◆ Materials provided
##############################
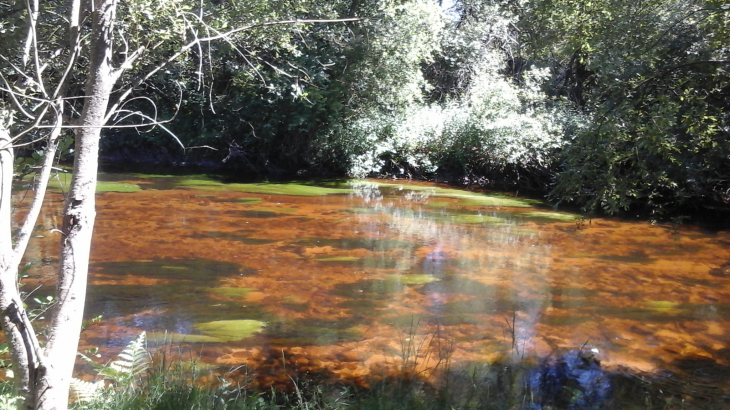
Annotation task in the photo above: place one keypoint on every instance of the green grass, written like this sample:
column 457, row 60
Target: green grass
column 188, row 384
column 268, row 188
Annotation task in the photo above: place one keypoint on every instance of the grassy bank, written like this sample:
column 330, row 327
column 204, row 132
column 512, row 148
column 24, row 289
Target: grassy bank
column 569, row 380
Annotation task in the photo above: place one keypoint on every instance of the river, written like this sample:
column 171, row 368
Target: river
column 357, row 277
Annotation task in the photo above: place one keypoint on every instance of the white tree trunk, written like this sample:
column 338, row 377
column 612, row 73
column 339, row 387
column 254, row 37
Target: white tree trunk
column 78, row 218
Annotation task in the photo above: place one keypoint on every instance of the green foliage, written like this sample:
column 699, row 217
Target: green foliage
column 125, row 372
column 655, row 76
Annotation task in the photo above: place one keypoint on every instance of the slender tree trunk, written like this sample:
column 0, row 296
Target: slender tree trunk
column 24, row 349
column 78, row 218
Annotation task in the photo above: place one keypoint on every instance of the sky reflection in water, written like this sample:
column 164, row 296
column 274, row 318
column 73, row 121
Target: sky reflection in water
column 342, row 279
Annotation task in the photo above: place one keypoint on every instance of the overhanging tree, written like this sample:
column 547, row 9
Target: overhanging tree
column 80, row 81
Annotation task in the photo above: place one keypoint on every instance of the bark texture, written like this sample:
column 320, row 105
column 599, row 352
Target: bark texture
column 78, row 218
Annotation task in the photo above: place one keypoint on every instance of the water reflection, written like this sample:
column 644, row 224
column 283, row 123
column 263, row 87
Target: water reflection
column 336, row 274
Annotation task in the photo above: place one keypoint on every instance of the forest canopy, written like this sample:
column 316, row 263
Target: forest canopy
column 607, row 105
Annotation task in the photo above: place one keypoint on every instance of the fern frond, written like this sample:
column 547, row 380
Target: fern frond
column 85, row 392
column 131, row 363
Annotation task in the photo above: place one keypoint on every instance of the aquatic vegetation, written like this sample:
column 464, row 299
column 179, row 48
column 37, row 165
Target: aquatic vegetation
column 63, row 180
column 556, row 216
column 466, row 198
column 163, row 338
column 231, row 330
column 269, row 188
column 412, row 279
column 662, row 306
column 230, row 292
column 338, row 259
column 476, row 219
column 248, row 200
column 116, row 186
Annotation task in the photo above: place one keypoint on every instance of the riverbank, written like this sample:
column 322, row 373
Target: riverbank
column 572, row 380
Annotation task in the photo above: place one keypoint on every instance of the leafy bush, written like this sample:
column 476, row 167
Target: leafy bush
column 498, row 125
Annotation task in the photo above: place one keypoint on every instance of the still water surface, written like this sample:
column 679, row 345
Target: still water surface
column 341, row 277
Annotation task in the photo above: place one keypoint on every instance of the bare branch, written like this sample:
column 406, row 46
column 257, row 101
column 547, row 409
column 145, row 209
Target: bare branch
column 23, row 237
column 220, row 36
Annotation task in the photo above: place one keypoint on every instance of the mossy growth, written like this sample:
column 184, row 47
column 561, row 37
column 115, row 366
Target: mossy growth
column 414, row 279
column 466, row 198
column 477, row 219
column 231, row 330
column 269, row 188
column 62, row 181
column 662, row 306
column 340, row 259
column 165, row 338
column 231, row 292
column 552, row 216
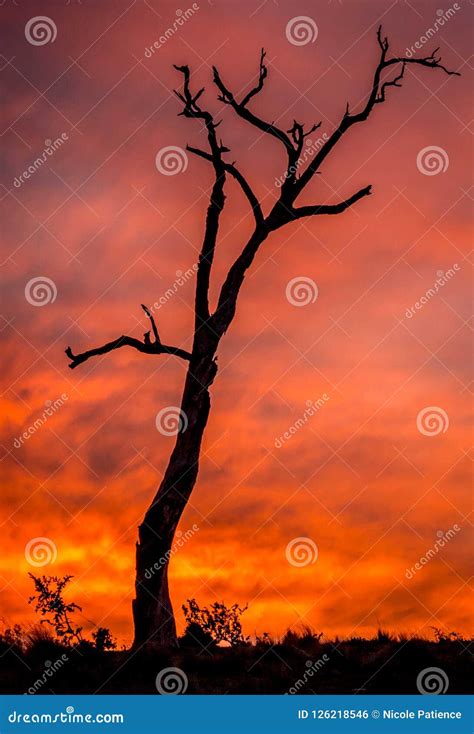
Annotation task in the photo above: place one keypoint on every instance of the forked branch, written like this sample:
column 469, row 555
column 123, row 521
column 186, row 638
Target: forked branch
column 376, row 96
column 146, row 346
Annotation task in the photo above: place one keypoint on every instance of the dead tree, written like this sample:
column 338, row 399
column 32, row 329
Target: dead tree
column 152, row 611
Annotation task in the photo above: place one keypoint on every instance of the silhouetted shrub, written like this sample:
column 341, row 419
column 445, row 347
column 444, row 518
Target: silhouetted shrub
column 220, row 622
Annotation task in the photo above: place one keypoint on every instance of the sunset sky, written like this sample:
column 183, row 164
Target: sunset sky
column 359, row 479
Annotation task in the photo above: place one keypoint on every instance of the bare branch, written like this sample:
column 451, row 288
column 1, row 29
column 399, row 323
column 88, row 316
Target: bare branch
column 227, row 97
column 153, row 325
column 125, row 341
column 307, row 211
column 217, row 198
column 239, row 177
column 377, row 95
column 262, row 75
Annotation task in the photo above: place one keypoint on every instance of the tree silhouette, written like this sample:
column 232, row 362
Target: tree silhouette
column 152, row 611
##############################
◆ Requirements
Starting with the line that contains "of the slender" and going on through the line that contains "column 116, row 186", write out those lines of the entries again, replacing "aquatic vegetation" with "water plants" and leaving everything else unchanged.

◆ Expected answer
Annotation task in the photo above: place one keypoint on every instance of the slender tree trunk, written like this sample:
column 0, row 296
Target: slender tree trunk
column 24, row 349
column 78, row 218
Annotation task in the photo above: place one keypoint on every instance of the sky reflection in water, written like this sample:
column 164, row 296
column 274, row 318
column 73, row 121
Target: sky reflection in water
column 342, row 279
Annotation task in the photo above: place one keypoint on every instance of the overhanging tree, written like this sample:
column 547, row 9
Target: overhanging tree
column 80, row 81
Annotation task in the photo above: place one keypoint on every instance of the bark texture, written like this sample:
column 320, row 105
column 599, row 352
Target: bark texture
column 78, row 218
Annotation task in the photo above: place one keypoint on every instance of the water reflection, written like this sample:
column 644, row 224
column 283, row 123
column 263, row 87
Target: water reflection
column 336, row 274
Annotation task in the photo above: place one keypoint on every instance of the forest canopy, written like this sample:
column 316, row 263
Target: forest canopy
column 607, row 105
Annotation task in the photo above: place one keypoint on every instance of the fern frond, written like this sample:
column 547, row 380
Target: fern frond
column 85, row 392
column 131, row 363
Annotation task in the photo above: place one keypoint on every instance of the water plants, written like this sample:
column 464, row 299
column 179, row 48
column 37, row 165
Target: water plants
column 63, row 180
column 556, row 216
column 466, row 198
column 163, row 338
column 231, row 330
column 269, row 188
column 412, row 279
column 662, row 306
column 230, row 292
column 338, row 259
column 476, row 219
column 248, row 200
column 116, row 186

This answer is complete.